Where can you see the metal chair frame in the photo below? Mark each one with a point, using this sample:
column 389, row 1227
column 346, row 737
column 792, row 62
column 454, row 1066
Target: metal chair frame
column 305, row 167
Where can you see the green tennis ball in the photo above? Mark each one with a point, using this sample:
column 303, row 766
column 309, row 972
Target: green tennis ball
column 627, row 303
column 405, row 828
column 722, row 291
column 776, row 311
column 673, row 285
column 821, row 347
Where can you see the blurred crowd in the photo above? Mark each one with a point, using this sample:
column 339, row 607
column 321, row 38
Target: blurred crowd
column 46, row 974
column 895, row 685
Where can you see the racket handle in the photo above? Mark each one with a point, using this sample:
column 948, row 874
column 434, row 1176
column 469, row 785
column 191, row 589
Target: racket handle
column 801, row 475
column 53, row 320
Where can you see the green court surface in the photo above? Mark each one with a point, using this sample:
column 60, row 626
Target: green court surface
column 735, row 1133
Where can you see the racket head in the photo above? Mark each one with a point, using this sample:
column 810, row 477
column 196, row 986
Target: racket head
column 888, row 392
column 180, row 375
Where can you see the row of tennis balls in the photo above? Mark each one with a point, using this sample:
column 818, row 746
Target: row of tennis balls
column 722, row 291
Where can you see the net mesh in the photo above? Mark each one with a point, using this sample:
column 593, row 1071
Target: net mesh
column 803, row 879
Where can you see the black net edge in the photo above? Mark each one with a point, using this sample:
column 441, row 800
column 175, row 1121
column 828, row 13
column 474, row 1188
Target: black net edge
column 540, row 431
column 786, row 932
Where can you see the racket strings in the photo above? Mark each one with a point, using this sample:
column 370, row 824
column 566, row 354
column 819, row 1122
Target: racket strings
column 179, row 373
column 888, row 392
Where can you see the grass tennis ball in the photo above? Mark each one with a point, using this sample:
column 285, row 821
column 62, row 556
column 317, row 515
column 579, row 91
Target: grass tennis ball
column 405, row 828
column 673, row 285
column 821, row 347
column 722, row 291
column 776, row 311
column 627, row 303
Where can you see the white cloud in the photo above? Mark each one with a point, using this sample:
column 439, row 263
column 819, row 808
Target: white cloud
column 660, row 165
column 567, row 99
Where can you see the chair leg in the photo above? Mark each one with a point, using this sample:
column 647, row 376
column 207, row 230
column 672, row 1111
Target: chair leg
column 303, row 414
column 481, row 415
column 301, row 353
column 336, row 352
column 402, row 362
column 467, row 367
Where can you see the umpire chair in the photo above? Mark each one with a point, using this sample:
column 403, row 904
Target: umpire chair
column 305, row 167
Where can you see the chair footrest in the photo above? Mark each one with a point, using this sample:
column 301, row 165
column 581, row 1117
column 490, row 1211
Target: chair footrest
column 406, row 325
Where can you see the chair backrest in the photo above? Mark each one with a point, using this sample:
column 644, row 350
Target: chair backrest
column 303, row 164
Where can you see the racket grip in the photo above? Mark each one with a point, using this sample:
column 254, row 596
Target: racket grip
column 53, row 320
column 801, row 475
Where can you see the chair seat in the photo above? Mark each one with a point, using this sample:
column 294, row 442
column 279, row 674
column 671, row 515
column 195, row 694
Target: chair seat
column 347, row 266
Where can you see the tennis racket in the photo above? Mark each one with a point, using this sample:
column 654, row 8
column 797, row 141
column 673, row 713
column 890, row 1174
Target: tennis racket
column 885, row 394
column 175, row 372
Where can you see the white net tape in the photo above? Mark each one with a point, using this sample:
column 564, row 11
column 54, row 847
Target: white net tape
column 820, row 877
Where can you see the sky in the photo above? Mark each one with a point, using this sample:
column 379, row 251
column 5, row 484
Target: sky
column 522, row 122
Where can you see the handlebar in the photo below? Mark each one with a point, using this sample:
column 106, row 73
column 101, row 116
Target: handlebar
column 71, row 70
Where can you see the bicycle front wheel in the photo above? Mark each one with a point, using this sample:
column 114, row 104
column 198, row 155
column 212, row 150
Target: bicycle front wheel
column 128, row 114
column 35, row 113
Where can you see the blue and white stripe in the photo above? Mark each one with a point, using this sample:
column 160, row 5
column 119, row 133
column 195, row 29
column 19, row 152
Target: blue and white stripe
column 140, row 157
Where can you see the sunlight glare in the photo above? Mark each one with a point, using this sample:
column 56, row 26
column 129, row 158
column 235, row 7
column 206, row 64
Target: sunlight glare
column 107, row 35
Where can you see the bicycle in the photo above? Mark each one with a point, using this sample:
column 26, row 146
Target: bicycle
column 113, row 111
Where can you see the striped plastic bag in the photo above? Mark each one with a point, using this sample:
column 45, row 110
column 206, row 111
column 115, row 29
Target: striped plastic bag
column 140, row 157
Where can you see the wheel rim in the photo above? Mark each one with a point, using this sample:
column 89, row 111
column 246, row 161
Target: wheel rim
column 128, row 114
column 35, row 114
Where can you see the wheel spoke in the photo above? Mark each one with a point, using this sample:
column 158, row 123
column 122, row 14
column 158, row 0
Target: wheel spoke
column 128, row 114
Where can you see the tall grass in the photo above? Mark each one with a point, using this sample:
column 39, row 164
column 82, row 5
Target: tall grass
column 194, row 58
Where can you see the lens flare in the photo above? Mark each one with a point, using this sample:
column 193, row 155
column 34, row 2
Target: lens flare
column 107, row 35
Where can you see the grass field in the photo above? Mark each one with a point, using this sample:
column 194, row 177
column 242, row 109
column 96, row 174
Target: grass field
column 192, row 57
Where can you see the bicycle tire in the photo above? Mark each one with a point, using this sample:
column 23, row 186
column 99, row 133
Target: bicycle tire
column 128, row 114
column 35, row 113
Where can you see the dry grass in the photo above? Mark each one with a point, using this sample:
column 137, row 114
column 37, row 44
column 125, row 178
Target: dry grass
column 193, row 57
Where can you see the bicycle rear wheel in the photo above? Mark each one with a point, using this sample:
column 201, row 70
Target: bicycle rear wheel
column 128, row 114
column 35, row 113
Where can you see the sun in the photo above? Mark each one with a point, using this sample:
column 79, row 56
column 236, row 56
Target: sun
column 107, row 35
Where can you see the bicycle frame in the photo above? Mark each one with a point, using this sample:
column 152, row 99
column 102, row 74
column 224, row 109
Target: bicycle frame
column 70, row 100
------------------------------------------------------------
Task: Write out the records above again, keeping each one identical to the original.

Result:
Where can you see the metal chair frame in the photo below? Mark each one with a point, using this sample:
column 389, row 1227
column 346, row 737
column 792, row 62
column 454, row 1066
Target: metal chair frame
column 305, row 167
Where can you see the green tennis ball in the photo above? Mark each one with a point, using this sample:
column 303, row 766
column 309, row 972
Target: green tennis ball
column 627, row 303
column 405, row 828
column 722, row 291
column 776, row 311
column 673, row 285
column 821, row 347
Where can you see the blurred crowd in the photo above? Mark each one with a point, using this sample:
column 339, row 607
column 321, row 38
Target: blurred crowd
column 46, row 974
column 895, row 685
Where can you see the racket handle in the photo above? Mark each one with a point, using this sample:
column 948, row 874
column 434, row 1176
column 469, row 785
column 191, row 589
Target: racket handle
column 801, row 475
column 53, row 320
Where can you see the green court surface in the photo above? Mark each one with a point, using this sample:
column 60, row 626
Target: green court surface
column 735, row 1133
Where can you see the racket head in the photo above? Mark each one with a point, using this sample:
column 810, row 477
column 196, row 986
Target: racket head
column 888, row 392
column 180, row 375
Where can you see the row of tennis balls in the photo above? Mark each one with a point, using this sample:
column 818, row 746
Target: row of tennis balls
column 722, row 291
Where can you see the net mesh in the photo above? Mark each one with a point, using this sample:
column 593, row 1071
Target: net mesh
column 803, row 879
Where can you see the black net edge in the photo above? Mark each one with a point, using this sample:
column 441, row 800
column 175, row 1121
column 828, row 13
column 474, row 1188
Target: black net edge
column 540, row 431
column 786, row 932
Where can you see the racket strings in the photo above? Mark each one with a point, using this sample:
column 370, row 824
column 566, row 354
column 819, row 1122
Target: racket strings
column 179, row 373
column 888, row 392
Where can you see the grass tennis ball in the photo above? Mark each one with a point, using this sample:
column 285, row 821
column 62, row 556
column 317, row 515
column 579, row 91
Target: grass tennis ball
column 405, row 828
column 673, row 285
column 821, row 347
column 722, row 291
column 776, row 311
column 627, row 303
Where can you see the white cloud in the photo above? Mark each one with a point, using this sample:
column 439, row 263
column 819, row 808
Target: white cloud
column 660, row 165
column 567, row 99
Where can you see the chair leg in the photo above? Mark each one with a point, using this sample:
column 647, row 376
column 207, row 230
column 672, row 1111
Target: chair leg
column 303, row 414
column 481, row 415
column 301, row 353
column 336, row 352
column 402, row 362
column 467, row 367
Where can you see the umpire chair in the photo above? Mark each one with a point, using this sample:
column 403, row 904
Target: umpire chair
column 305, row 167
Where can you see the chair footrest in the photo above? Mark each one with a point, using this sample:
column 301, row 165
column 581, row 1117
column 490, row 1211
Target: chair footrest
column 406, row 325
Where can you see the chair backrest in the photo above? Mark each one with a point, using this sample:
column 644, row 350
Target: chair backrest
column 303, row 164
Where can you see the racket grip in the photo above? Mark each one with a point, using this sample:
column 254, row 596
Target: racket grip
column 53, row 320
column 801, row 475
Where can you see the chair seat in the photo above? Mark each one with a point, using this sample:
column 294, row 442
column 279, row 674
column 671, row 515
column 195, row 694
Target: chair seat
column 347, row 266
Where can you see the tennis racket in the photo above? Mark each one with a point, using this sample:
column 654, row 8
column 797, row 141
column 673, row 713
column 890, row 1174
Target: tennis racket
column 885, row 394
column 175, row 372
Where can you see the white net tape in the photo above? Mark each one with a point, using this sample:
column 564, row 11
column 54, row 847
Target: white net tape
column 820, row 877
Where can you see the sky in the photo above? Mark each one with a point, using this sample:
column 379, row 251
column 5, row 484
Target: sky
column 522, row 122
Where can you see the handlebar in the photo below? Mark each one with a point, using this sample:
column 106, row 73
column 101, row 116
Target: handlebar
column 71, row 70
Where can you see the bicycle front wheel in the photo above? Mark each one with a point, using this sample:
column 114, row 104
column 198, row 155
column 212, row 150
Target: bicycle front wheel
column 128, row 114
column 35, row 113
Where can you see the blue and white stripe in the photo above? Mark each one with a point, using this sample:
column 160, row 5
column 119, row 133
column 195, row 29
column 19, row 152
Target: blue and white stripe
column 140, row 157
Where can you see the sunlight glare in the photo above? Mark each one with a point, using this sample:
column 56, row 26
column 129, row 158
column 235, row 7
column 206, row 64
Target: sunlight glare
column 107, row 35
Where can you see the bicycle in the photo above? Mark each one with a point, using this sample:
column 26, row 146
Target: bicycle
column 113, row 111
Where can you see the striped plastic bag in the photo above? Mark each one with a point, using this sample:
column 45, row 110
column 206, row 111
column 115, row 29
Target: striped plastic bag
column 140, row 157
Where can you see the wheel rim in the photo above? Mark each one with a point, using this sample:
column 89, row 111
column 246, row 161
Target: wheel rim
column 128, row 114
column 35, row 114
Where can you see the wheel spoke in the photo above? Mark each one with a point, using this sample:
column 158, row 123
column 122, row 14
column 158, row 0
Target: wheel spoke
column 128, row 114
Where can you see the tall grass in the photo above? Mark each one with a point, using this sample:
column 39, row 164
column 82, row 5
Target: tall grass
column 194, row 58
Where can you see the lens flare in the photo above? Mark each one with a point, using this sample:
column 193, row 155
column 34, row 2
Target: lens flare
column 107, row 35
Where can you see the grass field in the photo above? Mark each one with a point, using this sample:
column 194, row 177
column 242, row 109
column 96, row 174
Target: grass field
column 192, row 57
Where can you see the bicycle tire in the photo above? Mark each one with a point, using this sample:
column 23, row 186
column 99, row 133
Target: bicycle tire
column 128, row 114
column 35, row 113
Where can you see the dry grass in the photo above? Mark each one with a point, using this sample:
column 137, row 114
column 37, row 44
column 125, row 178
Target: dry grass
column 193, row 57
Where can you see the bicycle rear wheel in the photo above? Mark each one with a point, using this sample:
column 201, row 70
Target: bicycle rear wheel
column 128, row 114
column 35, row 113
Where can you see the sun in the photo above? Mark each one with a point, using this sample:
column 79, row 56
column 236, row 56
Target: sun
column 107, row 35
Where can you see the bicycle frame in the photo above? Mark each one with a point, using this sample:
column 152, row 99
column 102, row 74
column 224, row 109
Target: bicycle frame
column 70, row 100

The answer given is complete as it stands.